● **EXERCISE DETAILS**
Output the data below in full, character for character.

(Point placement records)
— BEGIN —

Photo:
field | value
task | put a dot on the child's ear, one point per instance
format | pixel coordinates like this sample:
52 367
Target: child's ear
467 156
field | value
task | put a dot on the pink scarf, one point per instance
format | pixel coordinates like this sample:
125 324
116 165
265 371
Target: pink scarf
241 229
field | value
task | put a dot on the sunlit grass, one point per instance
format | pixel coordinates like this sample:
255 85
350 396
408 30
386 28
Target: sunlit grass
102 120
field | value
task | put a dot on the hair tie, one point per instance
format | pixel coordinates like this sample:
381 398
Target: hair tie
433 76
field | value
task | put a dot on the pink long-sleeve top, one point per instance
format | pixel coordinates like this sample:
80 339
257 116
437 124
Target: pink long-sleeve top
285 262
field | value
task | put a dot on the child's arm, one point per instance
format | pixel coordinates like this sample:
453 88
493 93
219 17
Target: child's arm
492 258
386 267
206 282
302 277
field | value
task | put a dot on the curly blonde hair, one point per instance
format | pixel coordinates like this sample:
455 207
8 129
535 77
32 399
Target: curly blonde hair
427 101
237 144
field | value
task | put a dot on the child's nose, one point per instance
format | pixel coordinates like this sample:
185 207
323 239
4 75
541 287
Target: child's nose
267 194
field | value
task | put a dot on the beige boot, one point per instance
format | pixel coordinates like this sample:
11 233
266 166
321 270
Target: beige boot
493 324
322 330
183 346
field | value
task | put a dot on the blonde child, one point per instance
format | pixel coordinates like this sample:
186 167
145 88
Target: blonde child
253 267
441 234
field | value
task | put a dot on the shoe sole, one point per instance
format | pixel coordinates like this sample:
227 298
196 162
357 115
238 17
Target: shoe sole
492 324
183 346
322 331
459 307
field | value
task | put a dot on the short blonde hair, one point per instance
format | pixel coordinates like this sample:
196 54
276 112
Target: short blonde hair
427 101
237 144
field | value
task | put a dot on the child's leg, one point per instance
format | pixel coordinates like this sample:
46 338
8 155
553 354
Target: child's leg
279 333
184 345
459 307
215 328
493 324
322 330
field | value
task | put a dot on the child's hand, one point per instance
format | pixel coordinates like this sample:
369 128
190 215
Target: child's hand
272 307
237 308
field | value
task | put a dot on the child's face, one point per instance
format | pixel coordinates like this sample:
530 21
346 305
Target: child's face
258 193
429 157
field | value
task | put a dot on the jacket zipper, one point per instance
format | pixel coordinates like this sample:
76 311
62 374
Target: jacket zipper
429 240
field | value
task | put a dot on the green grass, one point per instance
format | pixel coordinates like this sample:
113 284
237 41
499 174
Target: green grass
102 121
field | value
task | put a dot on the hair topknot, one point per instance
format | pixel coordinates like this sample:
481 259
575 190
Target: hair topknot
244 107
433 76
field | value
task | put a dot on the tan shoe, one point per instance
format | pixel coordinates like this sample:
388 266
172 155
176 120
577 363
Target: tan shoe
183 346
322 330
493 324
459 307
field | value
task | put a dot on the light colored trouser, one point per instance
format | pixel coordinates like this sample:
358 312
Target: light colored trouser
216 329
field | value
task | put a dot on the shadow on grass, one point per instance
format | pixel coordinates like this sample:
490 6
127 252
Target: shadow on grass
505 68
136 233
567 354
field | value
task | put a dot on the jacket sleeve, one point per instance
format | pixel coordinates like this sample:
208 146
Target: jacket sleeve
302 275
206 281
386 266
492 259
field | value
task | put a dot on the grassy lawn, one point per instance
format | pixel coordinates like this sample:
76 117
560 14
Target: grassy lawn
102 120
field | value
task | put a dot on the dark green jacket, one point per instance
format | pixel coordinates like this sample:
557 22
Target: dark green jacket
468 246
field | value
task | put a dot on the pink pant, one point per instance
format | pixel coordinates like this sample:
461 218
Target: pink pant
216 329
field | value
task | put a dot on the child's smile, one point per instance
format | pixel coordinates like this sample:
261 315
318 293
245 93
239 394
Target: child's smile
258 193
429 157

— END —

● **WRITTEN RESPONSE**
Photo:
field | value
task | put a dot on the child's ear, one point per instance
format | pixel coordinates like this sample:
52 367
Target: child's ear
467 156
field | value
task | put a dot on the pink scarf, one point per instance
format | pixel coordinates like this sample:
125 324
116 165
265 371
Target: pink scarf
241 229
field | value
task | put a dot on the sunlit grass, one point per instance
format | pixel coordinates like this sample:
255 85
350 396
408 30
386 28
Target: sunlit grass
102 120
field | value
task | put a dot on the hair tie, one point per instance
format | pixel coordinates like this sample:
381 398
Target: hair tie
433 76
field | value
task | put a dot on the pink long-sleeve top, one point per instance
format | pixel coordinates like this sample:
80 339
257 116
437 124
Target: pink long-sleeve top
285 262
field | value
task | put a dot on the child's arm, one point per instance
format | pixel coordinates like this sample:
453 88
493 93
219 17
Target: child's arm
492 258
386 267
206 282
302 277
field | value
task | put a dot on the curly blonde hair, one point per instance
format | pixel coordinates like this sample:
455 207
8 129
535 77
32 399
Target: curly blonde hair
427 101
237 144
field | value
task | put a dot on the child's nose, one point per instance
format | pixel coordinates like this sample:
185 207
323 239
4 75
541 287
Target: child's nose
267 194
field | value
task | put a dot on the beige boot, one point per instance
format | pixel coordinates like this sample:
11 233
266 166
321 270
Target: beige boot
493 324
322 330
183 346
field | value
task | put a dot on the blonde child, one point per instance
format | pixel coordinates like this sample:
186 167
145 88
Target: blonde child
253 267
441 234
field | value
task | put a dot on the shoe sole, one point per instance
format | pixel coordinates like this sample:
227 298
196 162
357 115
238 17
Target: shoe sole
492 324
183 346
322 331
459 307
field | value
task | put a dot on the short blonde hair, one point per instance
format | pixel coordinates like this sample:
196 54
276 112
Target: short blonde hair
427 101
237 144
field | value
task | put a dot on the child's leg, one point per instance
format | pixel coordinates like this sample:
46 338
8 155
553 354
Target: child's leg
279 333
184 345
459 307
215 328
493 324
322 330
field | value
task | put a dot on the child's hand, one point per instance
format | pixel coordinates like this sample:
369 128
190 215
Target: child's hand
272 307
237 308
field | value
task | put a dot on the child's face, one point per instance
format | pixel coordinates like this sample:
530 21
346 305
Target: child's face
258 193
429 157
field | value
task | put a dot on the jacket zipper, one point per instance
format | pixel coordinates like this sample:
76 311
62 374
Target: jacket zipper
429 240
field | value
task | put a dot on the green grass, one point per instance
format | pixel coordinates like this sample:
113 284
237 41
499 174
Target: green grass
102 121
field | value
task | put a dot on the hair topknot, one point per instance
format | pixel coordinates like this sample:
481 259
575 190
Target: hair topknot
244 107
433 76
field | value
task | put a dot on the tan shoe, one point per instance
format | pixel coordinates like this sample:
388 266
172 155
176 120
577 363
Target: tan shoe
183 346
322 330
493 324
459 307
field | value
task | put a dot on the light colored trouser, one point per instance
format | pixel coordinates like this sample:
358 312
Target: light colored trouser
216 329
field | value
task | put a dot on the shadow on grass, one point per instance
format | pixel coordinates like this sample:
490 6
127 252
Target: shadow on grass
505 68
136 233
567 354
field | value
task | put a dot on the jacket sleeve, one point per instance
format | pixel coordinates like this sample:
208 146
Target: jacket sleeve
302 275
206 281
386 266
492 259
field | value
task | put a dot on the grassy lawn, one point per instance
format | pixel coordinates like this sample:
76 117
560 14
Target: grassy lawn
102 120
field | value
task | put a dot on the dark green jacket, one point per instance
format | pixel coordinates like this sample:
557 22
Target: dark green jacket
468 246
field | value
task | put a dot on the pink pant, one point per instance
format | pixel coordinates like this sample:
461 218
Target: pink pant
216 329
field | value
task | put a dot on the child's smile, one point per instance
format | pixel coordinates like this sample:
261 315
318 293
245 93
239 394
Target: child's smile
258 193
429 157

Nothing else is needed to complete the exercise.